• _Supplied records_
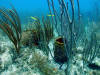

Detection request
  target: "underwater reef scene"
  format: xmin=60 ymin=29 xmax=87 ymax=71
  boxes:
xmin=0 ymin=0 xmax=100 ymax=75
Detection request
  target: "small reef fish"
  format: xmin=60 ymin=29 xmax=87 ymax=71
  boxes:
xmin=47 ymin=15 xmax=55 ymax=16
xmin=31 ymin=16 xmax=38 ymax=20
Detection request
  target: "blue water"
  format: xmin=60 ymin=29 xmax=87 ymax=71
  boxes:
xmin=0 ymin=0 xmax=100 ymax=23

--

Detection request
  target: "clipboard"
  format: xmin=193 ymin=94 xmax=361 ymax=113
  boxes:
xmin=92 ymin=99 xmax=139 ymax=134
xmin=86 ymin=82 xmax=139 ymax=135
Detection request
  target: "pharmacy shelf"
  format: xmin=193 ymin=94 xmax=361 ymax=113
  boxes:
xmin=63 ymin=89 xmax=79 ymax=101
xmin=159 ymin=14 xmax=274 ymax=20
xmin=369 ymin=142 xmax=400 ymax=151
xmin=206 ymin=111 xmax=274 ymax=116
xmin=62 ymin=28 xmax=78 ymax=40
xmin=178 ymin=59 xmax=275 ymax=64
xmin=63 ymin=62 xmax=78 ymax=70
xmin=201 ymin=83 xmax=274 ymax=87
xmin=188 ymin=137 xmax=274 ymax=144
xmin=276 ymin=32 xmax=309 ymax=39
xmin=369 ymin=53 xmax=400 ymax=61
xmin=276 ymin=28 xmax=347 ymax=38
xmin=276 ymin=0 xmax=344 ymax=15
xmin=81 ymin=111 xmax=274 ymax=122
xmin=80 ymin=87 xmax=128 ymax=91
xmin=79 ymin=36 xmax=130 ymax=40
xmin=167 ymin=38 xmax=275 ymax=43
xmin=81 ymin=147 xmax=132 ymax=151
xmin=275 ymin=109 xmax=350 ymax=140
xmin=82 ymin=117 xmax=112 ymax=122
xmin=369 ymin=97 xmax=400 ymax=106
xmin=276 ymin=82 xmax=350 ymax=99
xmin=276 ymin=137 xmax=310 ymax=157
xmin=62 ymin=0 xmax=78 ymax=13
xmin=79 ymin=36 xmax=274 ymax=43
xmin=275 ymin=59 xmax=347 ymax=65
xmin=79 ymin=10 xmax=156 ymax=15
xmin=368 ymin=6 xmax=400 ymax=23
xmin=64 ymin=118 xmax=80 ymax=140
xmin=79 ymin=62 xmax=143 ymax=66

• _Direction_
Gather every line from the entries above that contains the word "target". Case counts.

• _Final result_
  target: "underwater reef scene"
  target: "small reef fish"
  target: "blue water"
  target: "clipboard"
  target: "pharmacy shelf"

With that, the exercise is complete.